(Dataset items)
:::::
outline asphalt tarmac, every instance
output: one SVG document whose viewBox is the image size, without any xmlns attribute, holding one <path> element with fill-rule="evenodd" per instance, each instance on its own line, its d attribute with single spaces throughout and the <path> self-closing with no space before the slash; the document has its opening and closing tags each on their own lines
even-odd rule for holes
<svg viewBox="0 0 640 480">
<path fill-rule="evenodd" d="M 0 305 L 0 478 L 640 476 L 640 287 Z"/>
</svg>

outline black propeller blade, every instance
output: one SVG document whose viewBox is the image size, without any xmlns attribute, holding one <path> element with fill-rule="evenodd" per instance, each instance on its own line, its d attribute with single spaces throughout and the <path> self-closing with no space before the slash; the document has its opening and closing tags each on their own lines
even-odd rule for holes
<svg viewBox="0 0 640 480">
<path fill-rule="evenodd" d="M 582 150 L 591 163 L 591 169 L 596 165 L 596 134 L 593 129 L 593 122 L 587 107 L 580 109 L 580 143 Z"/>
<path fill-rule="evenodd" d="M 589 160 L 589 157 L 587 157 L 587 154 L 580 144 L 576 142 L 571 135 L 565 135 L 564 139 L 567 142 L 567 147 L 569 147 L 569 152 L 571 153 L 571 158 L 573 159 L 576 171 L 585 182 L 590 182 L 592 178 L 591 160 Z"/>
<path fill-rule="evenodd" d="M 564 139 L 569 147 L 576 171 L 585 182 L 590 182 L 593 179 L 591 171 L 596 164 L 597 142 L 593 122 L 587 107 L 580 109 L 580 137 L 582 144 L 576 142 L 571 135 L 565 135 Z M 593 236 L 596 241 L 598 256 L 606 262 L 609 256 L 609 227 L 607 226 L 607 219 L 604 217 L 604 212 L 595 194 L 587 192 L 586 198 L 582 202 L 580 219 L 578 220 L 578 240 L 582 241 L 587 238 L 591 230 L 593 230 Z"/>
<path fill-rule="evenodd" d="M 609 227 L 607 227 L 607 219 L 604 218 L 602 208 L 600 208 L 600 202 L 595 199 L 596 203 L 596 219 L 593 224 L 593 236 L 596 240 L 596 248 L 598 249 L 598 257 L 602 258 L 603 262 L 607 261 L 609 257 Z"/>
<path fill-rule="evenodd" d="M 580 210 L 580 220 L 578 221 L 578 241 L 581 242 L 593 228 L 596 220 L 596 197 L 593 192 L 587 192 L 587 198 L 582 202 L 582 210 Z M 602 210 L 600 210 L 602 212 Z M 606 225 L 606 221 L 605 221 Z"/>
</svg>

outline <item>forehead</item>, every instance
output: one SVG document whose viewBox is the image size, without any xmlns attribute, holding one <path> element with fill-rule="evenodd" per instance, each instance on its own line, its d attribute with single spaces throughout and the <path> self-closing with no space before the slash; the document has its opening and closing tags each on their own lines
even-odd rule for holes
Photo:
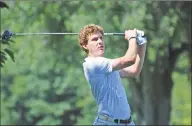
<svg viewBox="0 0 192 126">
<path fill-rule="evenodd" d="M 101 37 L 101 36 L 102 36 L 102 34 L 98 31 L 98 32 L 96 32 L 96 33 L 90 34 L 88 38 L 89 38 L 89 39 L 92 39 L 92 38 Z"/>
</svg>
:::::
◆ Task prompt: Copy out every line of the items above word for word, leaving out the pictures.

◆ Exercise answer:
outline asphalt tarmac, every instance
output: one SVG document whose viewBox is the image size, without any xmlns attribute, holding one <path> element with fill-rule="evenodd" per instance, each instance on its own line, its d attribute with single spaces throughout and the <path> self-closing with no space before the slash; the document has its opening and closing tags each on their own lines
even-odd rule for holes
<svg viewBox="0 0 640 480">
<path fill-rule="evenodd" d="M 0 305 L 0 478 L 640 476 L 640 287 Z"/>
</svg>

outline black propeller blade, every instance
output: one SVG document whose viewBox is the image size, without any xmlns attribute, holding one <path> element with fill-rule="evenodd" per instance, each instance on its own line, its d attribute with single spaces throughout and the <path> self-closing with no space before the slash; the document has its opening and closing tags each on their own lines
even-odd rule for holes
<svg viewBox="0 0 640 480">
<path fill-rule="evenodd" d="M 582 150 L 591 163 L 591 169 L 596 165 L 596 134 L 593 129 L 593 122 L 587 107 L 580 109 L 580 143 Z"/>
<path fill-rule="evenodd" d="M 589 160 L 589 157 L 587 157 L 587 154 L 580 144 L 576 142 L 571 135 L 565 135 L 564 139 L 567 142 L 567 147 L 569 147 L 569 152 L 571 153 L 571 158 L 573 159 L 576 171 L 585 182 L 590 182 L 592 178 L 591 160 Z"/>
<path fill-rule="evenodd" d="M 564 139 L 569 147 L 576 171 L 585 182 L 590 182 L 593 179 L 591 171 L 596 164 L 597 142 L 593 122 L 587 107 L 580 109 L 580 137 L 582 144 L 576 142 L 571 135 L 565 135 Z M 593 236 L 596 241 L 598 256 L 606 262 L 609 256 L 609 227 L 607 226 L 607 219 L 604 217 L 604 212 L 595 194 L 587 192 L 586 198 L 582 202 L 580 219 L 578 220 L 578 240 L 582 241 L 587 238 L 591 230 L 593 230 Z"/>
<path fill-rule="evenodd" d="M 609 227 L 607 227 L 607 219 L 604 218 L 602 208 L 600 208 L 600 202 L 595 199 L 596 203 L 596 219 L 593 224 L 593 236 L 596 240 L 596 248 L 598 249 L 598 257 L 602 258 L 603 262 L 607 261 L 609 257 Z"/>
<path fill-rule="evenodd" d="M 580 210 L 580 220 L 578 221 L 578 241 L 581 242 L 593 228 L 596 220 L 596 197 L 593 192 L 587 192 L 587 198 L 582 202 L 582 210 Z M 602 210 L 600 210 L 602 212 Z M 606 225 L 606 221 L 605 221 Z"/>
</svg>

outline <item>forehead</item>, every instance
output: one SVG document whose viewBox is the image size, without any xmlns attribute, holding one <path> element with fill-rule="evenodd" per instance, each instance on its own line, its d attribute with single spaces throughout and the <path> self-closing with no space before the slash; the document has its opening and closing tags each on their own lines
even-odd rule for holes
Photo:
<svg viewBox="0 0 192 126">
<path fill-rule="evenodd" d="M 101 37 L 101 36 L 102 36 L 102 34 L 98 31 L 98 32 L 96 32 L 96 33 L 90 34 L 88 38 L 89 38 L 89 39 L 92 39 L 92 38 Z"/>
</svg>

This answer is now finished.